- _THE EXERCISE_: Copy the material word for word, from its first line through the line containing "fill-rule evenodd", and leave the pictures out.

- _MATERIAL PROVIDED_:
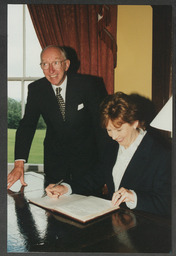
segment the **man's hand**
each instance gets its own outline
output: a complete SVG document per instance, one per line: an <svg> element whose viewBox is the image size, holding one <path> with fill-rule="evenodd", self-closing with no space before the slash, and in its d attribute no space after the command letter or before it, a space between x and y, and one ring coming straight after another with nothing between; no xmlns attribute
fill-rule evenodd
<svg viewBox="0 0 176 256"><path fill-rule="evenodd" d="M45 190L47 192L47 195L53 198L57 198L68 192L68 188L66 186L58 185L54 187L54 184L49 184L49 186Z"/></svg>
<svg viewBox="0 0 176 256"><path fill-rule="evenodd" d="M113 194L112 203L120 205L123 202L134 202L134 193L122 187Z"/></svg>
<svg viewBox="0 0 176 256"><path fill-rule="evenodd" d="M9 189L17 180L21 181L23 186L27 186L24 182L24 161L16 161L14 169L7 177L7 189Z"/></svg>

- _OUTPUT FOR THIS EXERCISE_:
segment the **man's hand**
each instance gets its own outline
output: a complete SVG document per instance, one per line: an <svg> element whose viewBox is the image size, holding one <path> with fill-rule="evenodd", self-closing with no space before the slash, and in its d attribute no space after the command letter or before it, a space between x and y, and one ring coming straight after another with nothing between; no xmlns attribute
fill-rule evenodd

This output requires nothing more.